In a client alert, law firm Willkie Farr & Gallagher noted that courts tend to “construe force majeure provisions narrowly”—thereby suggesting that parties could not expect to back out of contracts using force majeure clauses.
Law firms Sidley Austin and White & Case offered similar advice.
Meanwhile, other major law firms have also advised their clients that the increased cost of performing a contract does not excuse contract performance,
with some noting that pandemics may not be considered unforeseeable.
In other words, the COVID-19 pandemic poses no special problems for contract law, at least according to its most sophisticated practitioners.
We disagree. Sometimes, private parties’ performance of their contracts greatly increases the negative externalities borne by the public, in ways no one contemplated when the contract was formed. In the past, when the public’s share of the burden has increased dramatically, particularly in the case of disease, courts have declined to enforce contracts as written. Instead, courts have sometimes reformed contracts to ensure that the burden borne by society is acceptable.
The COVID-19 pandemic is another moment when ordinary contracts have become extraordinarily risky for the public.
Gatherings—which some contracting parties have not canceled due to a fear of lost deposits, for instance—have caused clusters of viral spread in many communities. Now-infamous examples include a corporate conference in Massachusetts,
a funeral and subsequent birthday party in Chicago,
a church service in Daegu, South Korea,
and a choir practice in Washington State,
which have all been identified as events that caused widespread disease. Contracts for future performance—like the residential housing agreements signed by many college students over the summer of 2020—brought people together into close proximity and spread disease.
This Essay makes two contributions to the literature.
The first is theoretical. Building on literatures in contracts, contract design, and other fields, it shows how the public participates in private contracting. It focuses particularly on the final gatekeeping function of courts, which usually enforce—but can reform—contracts. We suggest that the limited cases in this area can be understood as advancing a special defense to obligation, denying obligation due to public policy based on increased social costs. This defense is distinct from ordinary public policy analysis because it arises postformation, and differs from impracticability and frustration doctrines because the costs it relates to are public, and not private.

§ **Extracted material**
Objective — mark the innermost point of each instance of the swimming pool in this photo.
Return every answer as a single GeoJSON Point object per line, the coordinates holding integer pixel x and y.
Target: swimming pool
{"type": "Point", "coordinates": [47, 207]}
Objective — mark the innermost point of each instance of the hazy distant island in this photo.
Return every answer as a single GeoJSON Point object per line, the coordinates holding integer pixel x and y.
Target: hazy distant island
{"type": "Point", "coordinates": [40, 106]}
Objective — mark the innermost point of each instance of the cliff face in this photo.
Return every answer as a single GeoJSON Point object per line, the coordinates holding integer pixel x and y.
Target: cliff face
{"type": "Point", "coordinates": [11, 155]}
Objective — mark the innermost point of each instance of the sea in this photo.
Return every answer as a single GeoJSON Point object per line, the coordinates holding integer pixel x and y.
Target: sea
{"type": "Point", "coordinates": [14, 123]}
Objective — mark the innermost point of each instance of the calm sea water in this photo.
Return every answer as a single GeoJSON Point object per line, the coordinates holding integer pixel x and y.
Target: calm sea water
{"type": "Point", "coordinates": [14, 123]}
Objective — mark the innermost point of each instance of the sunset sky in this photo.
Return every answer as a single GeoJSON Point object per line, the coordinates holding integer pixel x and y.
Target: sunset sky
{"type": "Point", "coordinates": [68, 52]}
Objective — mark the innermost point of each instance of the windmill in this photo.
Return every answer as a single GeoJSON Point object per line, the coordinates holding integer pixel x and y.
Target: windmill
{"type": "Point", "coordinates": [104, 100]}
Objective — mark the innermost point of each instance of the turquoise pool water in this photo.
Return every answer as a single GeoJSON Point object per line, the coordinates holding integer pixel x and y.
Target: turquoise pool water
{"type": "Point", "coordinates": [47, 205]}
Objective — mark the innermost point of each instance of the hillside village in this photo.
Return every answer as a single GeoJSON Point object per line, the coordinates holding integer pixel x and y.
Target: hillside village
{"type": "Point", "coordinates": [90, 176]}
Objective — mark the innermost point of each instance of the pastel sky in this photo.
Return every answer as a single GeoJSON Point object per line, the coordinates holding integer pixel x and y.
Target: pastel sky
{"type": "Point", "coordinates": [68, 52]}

==

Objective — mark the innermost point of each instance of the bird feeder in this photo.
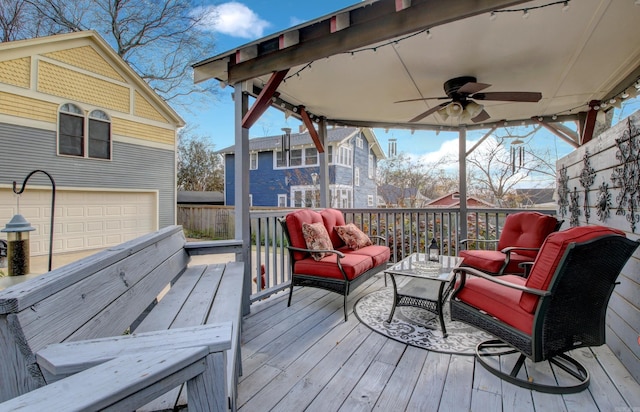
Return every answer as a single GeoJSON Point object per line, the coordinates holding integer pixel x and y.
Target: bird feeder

§ **Problems to solve**
[A] Answer these questions using the passage above.
(i) According to Willkie Farr & Gallagher, how do courts tend to construe force majeure provisions?
(ii) Where did the church service that was identified as a cause of widespread disease take place?
(iii) What kind of contribution does the passage say its first contribution is?
[B] Using the passage above, explain why the special defense it describes differs from ordinary public policy analysis and from impracticability and frustration doctrines.

§ **Results for the exercise**
[A]
(i) Narrowly.
(ii) Daegu, South Korea.
(iii) Theoretical.

[B] The defense differs from ordinary public policy analysis because it arises after the contract is formed. It differs from impracticability and frustration doctrines because the costs it concerns are public rather than private.